▸ **Data extract**:
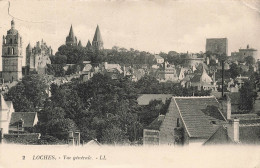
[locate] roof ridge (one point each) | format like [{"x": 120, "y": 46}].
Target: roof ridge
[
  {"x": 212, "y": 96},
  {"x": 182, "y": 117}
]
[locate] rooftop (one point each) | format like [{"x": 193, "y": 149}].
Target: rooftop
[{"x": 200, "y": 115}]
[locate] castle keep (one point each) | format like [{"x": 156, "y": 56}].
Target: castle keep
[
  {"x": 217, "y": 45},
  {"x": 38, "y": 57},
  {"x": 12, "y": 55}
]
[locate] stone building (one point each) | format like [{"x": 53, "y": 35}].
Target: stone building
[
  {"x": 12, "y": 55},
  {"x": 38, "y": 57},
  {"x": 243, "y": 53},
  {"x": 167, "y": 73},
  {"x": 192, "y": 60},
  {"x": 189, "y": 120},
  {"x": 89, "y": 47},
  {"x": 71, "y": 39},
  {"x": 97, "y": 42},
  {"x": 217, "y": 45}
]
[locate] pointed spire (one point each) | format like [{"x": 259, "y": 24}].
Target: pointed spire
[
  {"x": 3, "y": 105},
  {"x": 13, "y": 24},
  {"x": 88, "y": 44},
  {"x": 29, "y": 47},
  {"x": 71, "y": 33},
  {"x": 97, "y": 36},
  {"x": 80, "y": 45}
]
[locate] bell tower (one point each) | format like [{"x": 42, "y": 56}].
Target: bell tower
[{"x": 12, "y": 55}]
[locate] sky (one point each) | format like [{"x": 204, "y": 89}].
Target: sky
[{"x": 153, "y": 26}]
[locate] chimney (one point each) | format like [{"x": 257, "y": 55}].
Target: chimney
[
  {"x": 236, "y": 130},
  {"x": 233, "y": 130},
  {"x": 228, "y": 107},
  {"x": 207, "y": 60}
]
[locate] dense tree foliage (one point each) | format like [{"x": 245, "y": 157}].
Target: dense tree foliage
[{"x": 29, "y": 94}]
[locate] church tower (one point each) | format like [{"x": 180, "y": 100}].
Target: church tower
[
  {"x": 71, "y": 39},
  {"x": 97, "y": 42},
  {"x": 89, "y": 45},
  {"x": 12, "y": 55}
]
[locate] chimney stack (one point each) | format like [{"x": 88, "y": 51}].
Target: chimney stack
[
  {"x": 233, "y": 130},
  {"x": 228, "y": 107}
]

▸ **What to do**:
Return the lines of the records unchanged, from the line containing "[locate] chimney stack" through the end of the records, both ends included.

▸ **Written reply**:
[locate] chimney stack (one point each) | format like [{"x": 88, "y": 51}].
Target: chimney stack
[
  {"x": 233, "y": 130},
  {"x": 228, "y": 107}
]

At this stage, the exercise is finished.